* [ACTION ITEM]
Output every entry below word for word, without its pictures.
######
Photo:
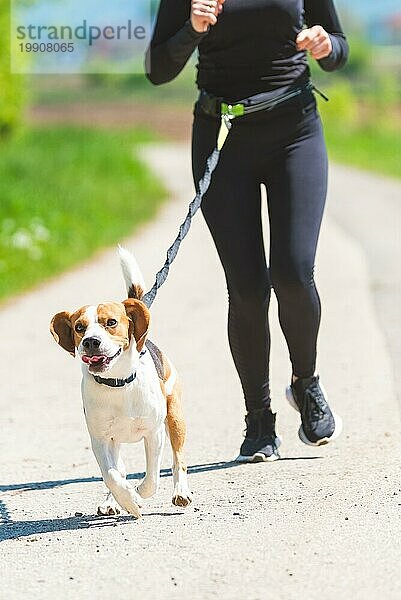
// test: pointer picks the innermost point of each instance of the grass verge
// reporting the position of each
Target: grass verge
(371, 148)
(65, 193)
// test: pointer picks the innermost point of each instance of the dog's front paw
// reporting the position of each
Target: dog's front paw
(147, 488)
(182, 495)
(130, 501)
(109, 507)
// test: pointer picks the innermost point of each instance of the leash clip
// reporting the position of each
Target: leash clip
(228, 113)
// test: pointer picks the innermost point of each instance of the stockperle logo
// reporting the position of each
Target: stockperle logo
(72, 36)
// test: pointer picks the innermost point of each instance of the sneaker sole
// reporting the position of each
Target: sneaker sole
(259, 456)
(338, 422)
######
* [FINAL ANSWER]
Photo:
// test: pointer picks the innermost point of each instance of the grass verge
// reporting the position of each
Target: grass verge
(371, 148)
(65, 193)
// test: pointer picks the innermost point of each instance of the dog's front paw
// reporting the position of each
Target: dog's front paw
(147, 488)
(182, 495)
(130, 501)
(109, 507)
// test: pointer picks the innermost point of each instance of the leash clip
// reporting the position of each
Target: leash clip
(228, 113)
// test: pointer picks the innermost point of each instance of the stockperle logo
// reporting the position of each
Target: stockperle logo
(72, 36)
// test: pointer picks the innermost point of each instance of the sneaker sole
// reporting the position of each
Target: sneaker sole
(259, 456)
(338, 422)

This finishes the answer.